**PAGE**
______

OXFORD, Miss. - My mother, bless her 87-year-old heart, finally let me in her room and quickly locked the door behind me. "They're out there," she whispered with the German accent she has never lost. "They want to question me again."
Her mind had wandered back to the 1940s when the Gestapo arrested her for a simple act of kindness to French prisoners at the plant where she worked. Her punishment? Eight months in a Polish prison. No trial, no appeal, likely no formal charge either. Such matters aren't necessary in a police state.
Six decades later, and the old ghosts came back to haunt her. As I calmed her down, I silently cursed long-dead, jackbooted Nazis who could reach out from the grave and still cause pain in their victims.
I thought about the democracy that was a beacon of hope to those under the heel of Nazi Germany, and how its leaders today sanction torture and imprisonment without formal charges, trials or appeals. How much difference can there be between my mother's Polish prison and Guantanamo?
A recent eight-month investigation by McClatchy Newspapers showed that the United States is holding dozens and possibly hundreds of innocent men in Guantanamo and other prison camps around the world, some of them for years, subjecting them to beatings and other abuses, while taking advantage of Bush administration "special rules" that suspend requirements for formal charges or right of appeal.
In Iraq, the U.S. military is holding thousands of detainees in Camp Bucca, close to the border with Kuwait, most of them without charges. Some have languished in the camp since 2005. Nation magazine reported that 80 percent or more are believed to be innocent of any crime.
You don't have to go as far as Cuba, Afghanistan and Iraq to witness the dimming of the beacon of hope that this nation once was.
Go to LaSalle Detention Center in Jena, La., where federal agents with Immigration and Customs Enforcement (ICE) sent hundreds of immigrant workers after they were arrested at Howard Industries in Laurel, Miss., on August 25, the largest raid at a workplace in the history of the nation.

______

**RAW DATA**
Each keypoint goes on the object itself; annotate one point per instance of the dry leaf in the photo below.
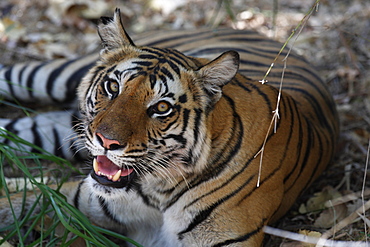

______

**REQUEST 1**
In the column about detention without charges, where is Camp Bucca located?
**REQUEST 2**
Transcribe the stretch of the detention column from "OXFORD, Miss. - My" through "a police state.".
The data can be left aside here.

**TASK RESPONSE 1**
Close to the border with Kuwait.

**TASK RESPONSE 2**
OXFORD, Miss. - My mother, bless her 87-year-old heart, finally let me in her room and quickly locked the door behind me. "They're out there," she whispered with the German accent she has never lost. "They want to question me again."
Her mind had wandered back to the 1940s when the Gestapo arrested her for a simple act of kindness to French prisoners at the plant where she worked. Her punishment? Eight months in a Polish prison. No trial, no appeal, likely no formal charge either. Such matters aren't necessary in a police state.